:: Data records ::

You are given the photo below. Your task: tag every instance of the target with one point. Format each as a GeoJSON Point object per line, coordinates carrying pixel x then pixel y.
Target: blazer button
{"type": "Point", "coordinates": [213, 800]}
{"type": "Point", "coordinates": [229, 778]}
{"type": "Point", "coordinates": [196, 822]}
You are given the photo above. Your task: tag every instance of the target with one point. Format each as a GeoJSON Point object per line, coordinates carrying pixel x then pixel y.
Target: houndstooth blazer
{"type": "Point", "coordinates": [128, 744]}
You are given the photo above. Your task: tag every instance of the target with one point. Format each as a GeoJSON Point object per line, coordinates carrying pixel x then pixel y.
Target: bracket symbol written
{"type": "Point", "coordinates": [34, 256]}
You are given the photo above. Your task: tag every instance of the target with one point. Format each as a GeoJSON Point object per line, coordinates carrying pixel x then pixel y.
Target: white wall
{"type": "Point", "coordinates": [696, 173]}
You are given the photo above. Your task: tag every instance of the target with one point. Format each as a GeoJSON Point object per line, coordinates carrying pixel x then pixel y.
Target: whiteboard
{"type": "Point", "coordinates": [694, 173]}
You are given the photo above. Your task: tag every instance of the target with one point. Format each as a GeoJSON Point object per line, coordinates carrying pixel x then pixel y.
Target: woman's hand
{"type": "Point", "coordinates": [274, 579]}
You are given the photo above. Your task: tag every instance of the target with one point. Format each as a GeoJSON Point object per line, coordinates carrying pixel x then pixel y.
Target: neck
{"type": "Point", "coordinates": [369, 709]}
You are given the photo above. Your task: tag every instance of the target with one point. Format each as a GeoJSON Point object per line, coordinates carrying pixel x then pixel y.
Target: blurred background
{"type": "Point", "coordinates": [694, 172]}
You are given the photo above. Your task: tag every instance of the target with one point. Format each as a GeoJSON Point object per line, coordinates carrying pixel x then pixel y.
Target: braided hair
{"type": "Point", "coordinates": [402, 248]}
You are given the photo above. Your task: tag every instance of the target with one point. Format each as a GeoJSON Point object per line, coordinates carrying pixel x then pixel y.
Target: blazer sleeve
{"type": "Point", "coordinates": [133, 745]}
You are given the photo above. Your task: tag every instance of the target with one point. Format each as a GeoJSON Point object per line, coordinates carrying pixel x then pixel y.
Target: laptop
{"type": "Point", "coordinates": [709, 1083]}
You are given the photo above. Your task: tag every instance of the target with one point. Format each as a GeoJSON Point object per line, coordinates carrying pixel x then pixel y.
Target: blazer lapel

:::

Task goal — Copy out the data above, word for word.

Response area —
You are given the photo below. Your task: tag every instance of the target with one point. Format each as a GeoJSON Point object per line, coordinates carrying pixel x then pixel y.
Target: blazer button
{"type": "Point", "coordinates": [213, 800]}
{"type": "Point", "coordinates": [229, 778]}
{"type": "Point", "coordinates": [196, 822]}
You are given the photo above. Your task: tag every instance of the target with one point. Format each as a GeoJSON Point object per line, coordinates carrying pixel x then pixel y.
Target: houndstooth blazer
{"type": "Point", "coordinates": [128, 744]}
You are given the photo above. Your task: tag every instance of the target with one point. Format each as a GeoJSON Point object per line, coordinates carrying pixel x then pixel y.
Target: bracket symbol written
{"type": "Point", "coordinates": [34, 256]}
You are given the photo above. Your task: tag every instance of the target with one point. Format each as a GeoJSON Point object per line, coordinates carrying pixel x then pixel y.
Target: white wall
{"type": "Point", "coordinates": [696, 173]}
You are given the photo above. Your task: tag every instance of the target with one point. Format each as a GeoJSON Point object per line, coordinates carrying pixel x then pixel y.
Target: whiteboard
{"type": "Point", "coordinates": [694, 173]}
You are given the photo above. Your task: tag every instance of the target with one point. Format each as a GeoJSON Point object per line, coordinates carrying pixel x then pixel y.
Target: woman's hand
{"type": "Point", "coordinates": [274, 579]}
You are given the photo above. Your task: tag every instance of the target with one point. Format each as a GeoJSON Point object per line, coordinates carrying pixel x then pixel y.
Target: neck
{"type": "Point", "coordinates": [369, 709]}
You are given the photo above. Your task: tag every instance of the target with one point. Format each as a GeoJSON Point object per line, coordinates carrying pixel x then pixel y.
Target: blurred background
{"type": "Point", "coordinates": [694, 172]}
You are given the photo above. Your task: tag every instance of the target with one point. Format each as a GeoJSON Point object per line, coordinates carrying pixel x then pixel y.
Target: braided hair
{"type": "Point", "coordinates": [402, 248]}
You are given the photo above. Your task: tag every instance of the target with one point. Format each as a GeoJSON Point object per line, coordinates carrying pixel x then pixel y.
Target: blazer sleeve
{"type": "Point", "coordinates": [133, 745]}
You are given the photo above. Your task: tag every instance of the target with one point. Format each as a GeoJSON Point object per line, coordinates carrying pixel x then pixel y.
Target: laptop
{"type": "Point", "coordinates": [709, 1083]}
You are given the photo above. Your task: tag every instance of the target with one point. Format each as a GeoJSON Point object per line, coordinates carrying pixel x then pixel y.
Target: blazer lapel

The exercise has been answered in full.